Please convert every listing below into a numbered list of its lines, leaving out any blank lines.

● ● ● ●

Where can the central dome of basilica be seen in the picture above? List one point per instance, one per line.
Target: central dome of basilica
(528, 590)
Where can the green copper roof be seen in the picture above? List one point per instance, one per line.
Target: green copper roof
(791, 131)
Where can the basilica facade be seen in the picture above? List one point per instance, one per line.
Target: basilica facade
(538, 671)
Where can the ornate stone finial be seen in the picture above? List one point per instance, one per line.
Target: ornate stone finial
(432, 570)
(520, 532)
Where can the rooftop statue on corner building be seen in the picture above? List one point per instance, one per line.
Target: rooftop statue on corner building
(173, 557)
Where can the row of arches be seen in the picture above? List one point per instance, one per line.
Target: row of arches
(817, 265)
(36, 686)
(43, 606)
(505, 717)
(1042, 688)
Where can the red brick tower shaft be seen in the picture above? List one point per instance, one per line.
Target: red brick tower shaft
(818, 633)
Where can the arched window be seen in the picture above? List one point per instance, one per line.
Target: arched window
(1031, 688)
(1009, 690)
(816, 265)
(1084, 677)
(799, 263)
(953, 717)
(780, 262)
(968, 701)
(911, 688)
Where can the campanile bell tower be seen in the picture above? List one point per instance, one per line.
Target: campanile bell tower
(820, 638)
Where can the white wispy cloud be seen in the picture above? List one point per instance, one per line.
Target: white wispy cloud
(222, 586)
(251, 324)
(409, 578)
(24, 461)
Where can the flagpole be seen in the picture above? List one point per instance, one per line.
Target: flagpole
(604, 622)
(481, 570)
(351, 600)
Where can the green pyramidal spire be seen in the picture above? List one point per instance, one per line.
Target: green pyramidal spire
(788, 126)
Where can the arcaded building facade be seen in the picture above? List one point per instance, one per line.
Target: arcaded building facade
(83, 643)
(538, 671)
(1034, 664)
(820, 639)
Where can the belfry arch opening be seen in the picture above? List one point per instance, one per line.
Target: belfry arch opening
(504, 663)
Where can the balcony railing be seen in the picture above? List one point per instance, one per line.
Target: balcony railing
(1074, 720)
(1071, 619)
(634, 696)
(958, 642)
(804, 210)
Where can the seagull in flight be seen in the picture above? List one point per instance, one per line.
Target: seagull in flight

● ● ● ●

→ FINAL RESULT:
1. Where can the central dome of basilica be seen in the picture above? List one point per instance, one per line.
2. Target: central dome of basilica
3. (528, 590)
4. Where can the green copper roof be seen in the picture above? List one point per instance, one per line.
5. Target: green copper roof
6. (791, 131)
7. Where can the basilica facade be seen in the picture above? List one point per instance, one per line.
8. Target: basilica facade
9. (538, 671)
10. Where can the ornate stone finial be seen in the picture above? List one point per instance, one per line.
11. Target: ornate stone finial
12. (432, 570)
13. (520, 532)
14. Where can the rooftop statue on corner building be seen in the picture above? List one point per instance, one per line.
15. Target: rooftop statue on corner building
16. (173, 557)
17. Where can the row of arches be seen in the picture above? List one point per instance, one per line.
18. Target: row of arches
19. (817, 265)
20. (36, 686)
21. (43, 606)
22. (505, 717)
23. (1042, 688)
24. Where can the red brick tower shaft be seen in the picture above? List one point per instance, one per line.
25. Target: red brick tower shaft
26. (818, 633)
27. Where can the arched window be seen in the picture above? List one point per instance, one per line.
28. Target: arched window
29. (1031, 688)
30. (1009, 690)
31. (816, 265)
32. (1084, 677)
33. (799, 263)
34. (953, 717)
35. (780, 262)
36. (968, 701)
37. (911, 688)
38. Where can the campanile bell tower be seen in the picture above? List one point per instance, one per line.
39. Target: campanile bell tower
40. (820, 638)
41. Where can the white wispy cloud be seen in the picture above? List one point per instance, one per line.
42. Target: white wispy cloud
43. (222, 586)
44. (251, 324)
45. (409, 578)
46. (24, 461)
47. Where can the flagpole be seen in the picture above? List one point per instance, one per line.
48. Target: flagpole
49. (604, 622)
50. (481, 570)
51. (351, 600)
52. Where can the green pyramidal spire be seen in the picture above? List one point per instance, one per line.
53. Target: green pyramidal spire
54. (788, 126)
55. Where can the arcaded building facade be seen in the picture above? List one point per instance, one per line.
56. Target: arcaded building facade
57. (83, 643)
58. (538, 671)
59. (1034, 664)
60. (820, 639)
61. Where can the belfry arch opening be seen in the picture above? List one point per instance, one per line.
62. Target: belfry arch opening
63. (504, 663)
64. Where can the balcony railing be seen in the picture above? List one point per instance, one per line.
65. Target: balcony railing
66. (1074, 720)
67. (1071, 619)
68. (634, 696)
69. (958, 642)
70. (804, 210)
71. Where can the seagull in flight be seen in the picture above? List one point per instance, one per line.
72. Target: seagull in flight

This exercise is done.